> _SOURCE DOCUMENT_:

==*==

According to results of a retrospective study presented at PAINWeek 2017, opioids are not only prescribed to a large proportion of patients diagnosed with headache (H) and/or migraine (M), but are also more commonly used than triptan medications.
During the analysis, 547,558 adults with at least two ICD-9-CM or ICD-10-CM diagnostic code claims for H or M were identified in the HealthCore Integrated Research Database. Analysis included the demographics, comorbidities, and prescription medication use of these patients, as well as the proportion of days covered (PDC)³ 80% and persistence (no gap of ³30 days in preventive medication supply).
The five mutually exclusive cohorts were H only (n=365,091), M only (n=94,492), H/M on the same day (H/M, n=7,461), H then M (H-M, n=46,656), and M then H (M-H, n=33,858).
The study authors reported, “Approximately 11% of patients with a first diagnosis of H had a subsequent M diagnosis, and 25% of patients with a first diagnosis of M had a subsequent H diagnosis.” The median time found between diagnoses was 231 days for the H-M group compared to 252 days for the M-H group. Additionally, patients in the H only group were found to have a higher rate of vascular comorbidities, such as hypertension/dyslipidemia, ischemic heart disease, and cerebrovascular disease, compared to the other cohorts.

==*==

> _PROVIDED MATERIAL_:
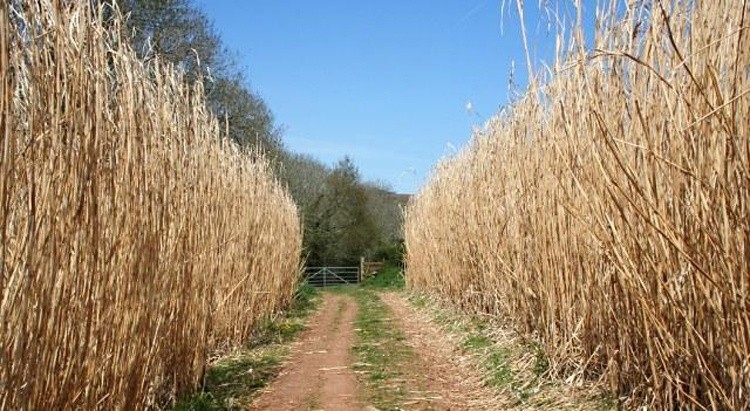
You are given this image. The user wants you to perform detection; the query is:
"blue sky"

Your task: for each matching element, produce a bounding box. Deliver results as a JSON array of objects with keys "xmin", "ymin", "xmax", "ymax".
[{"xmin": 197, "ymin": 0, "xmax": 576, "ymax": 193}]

==*==

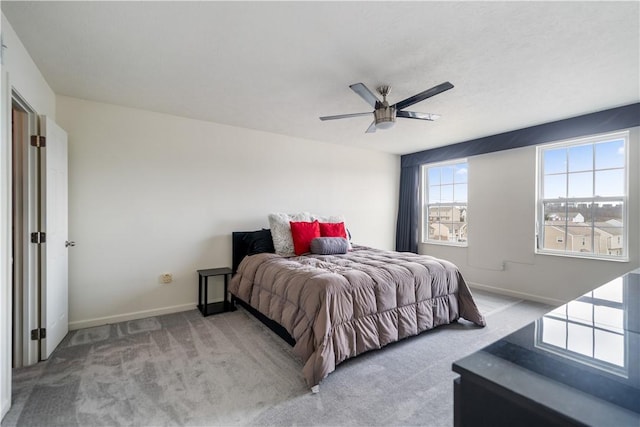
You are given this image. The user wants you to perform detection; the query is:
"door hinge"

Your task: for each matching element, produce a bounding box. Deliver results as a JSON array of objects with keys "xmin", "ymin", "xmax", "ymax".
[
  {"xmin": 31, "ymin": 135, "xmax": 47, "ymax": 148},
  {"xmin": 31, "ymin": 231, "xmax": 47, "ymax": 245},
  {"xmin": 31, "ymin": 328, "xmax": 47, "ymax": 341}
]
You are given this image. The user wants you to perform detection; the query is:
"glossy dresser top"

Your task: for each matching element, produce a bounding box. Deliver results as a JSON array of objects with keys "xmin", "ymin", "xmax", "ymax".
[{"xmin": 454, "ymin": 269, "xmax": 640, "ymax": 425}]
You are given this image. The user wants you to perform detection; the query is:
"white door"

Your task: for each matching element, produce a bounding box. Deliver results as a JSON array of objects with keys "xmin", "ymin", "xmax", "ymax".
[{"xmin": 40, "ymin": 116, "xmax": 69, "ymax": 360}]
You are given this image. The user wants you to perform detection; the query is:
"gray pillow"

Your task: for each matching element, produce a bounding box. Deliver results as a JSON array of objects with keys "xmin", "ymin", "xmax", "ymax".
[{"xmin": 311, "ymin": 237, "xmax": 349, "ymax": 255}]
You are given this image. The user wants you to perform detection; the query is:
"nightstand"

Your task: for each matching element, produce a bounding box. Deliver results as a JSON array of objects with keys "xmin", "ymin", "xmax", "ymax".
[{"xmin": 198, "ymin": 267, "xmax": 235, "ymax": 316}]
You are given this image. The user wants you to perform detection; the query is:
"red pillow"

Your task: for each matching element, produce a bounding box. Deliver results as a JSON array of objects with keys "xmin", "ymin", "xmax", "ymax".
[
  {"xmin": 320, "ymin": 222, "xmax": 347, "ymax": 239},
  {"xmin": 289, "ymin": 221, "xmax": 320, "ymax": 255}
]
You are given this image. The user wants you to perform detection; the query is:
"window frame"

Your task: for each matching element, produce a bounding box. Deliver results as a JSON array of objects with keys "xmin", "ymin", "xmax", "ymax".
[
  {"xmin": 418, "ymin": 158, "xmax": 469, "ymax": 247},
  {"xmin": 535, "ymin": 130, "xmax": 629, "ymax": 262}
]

==*==

> _SET OF TASKS_:
a: Update the headache and migraine study report, starting at "During the analysis, 547,558" and ending at "H (M-H, n=33,858).", and write out that passage with "cohorts" changed to "groups".
b: Carry the headache and migraine study report forward, beginning right after its final sentence.

> _SET OF ANSWERS_:
a:
During the analysis, 547,558 adults with at least two ICD-9-CM or ICD-10-CM diagnostic code claims for H or M were identified in the HealthCore Integrated Research Database. Analysis included the demographics, comorbidities, and prescription medication use of these patients, as well as the proportion of days covered (PDC)³ 80% and persistence (no gap of ³30 days in preventive medication supply).
The five mutually exclusive groups were H only (n=365,091), M only (n=94,492), H/M on the same day (H/M, n=7,461), H then M (H-M, n=46,656), and M then H (M-H, n=33,858).

b:
Medication use was also found to vary among patients in different cohorts. Results of the study found that only 4% of H only patients used triptan medications compared to 46-50% of patients in the other 4 groups. The study authors reported, “Opioid use was fairly high in all groups [H (61%), M (57%), H/M (74%), H-M (71%), and M-H (74%)].” They added, “Triptan and opioid use between diagnoses among H-M was 18% and 56%, respectively, and among M-H 38% and 56%, respectively.”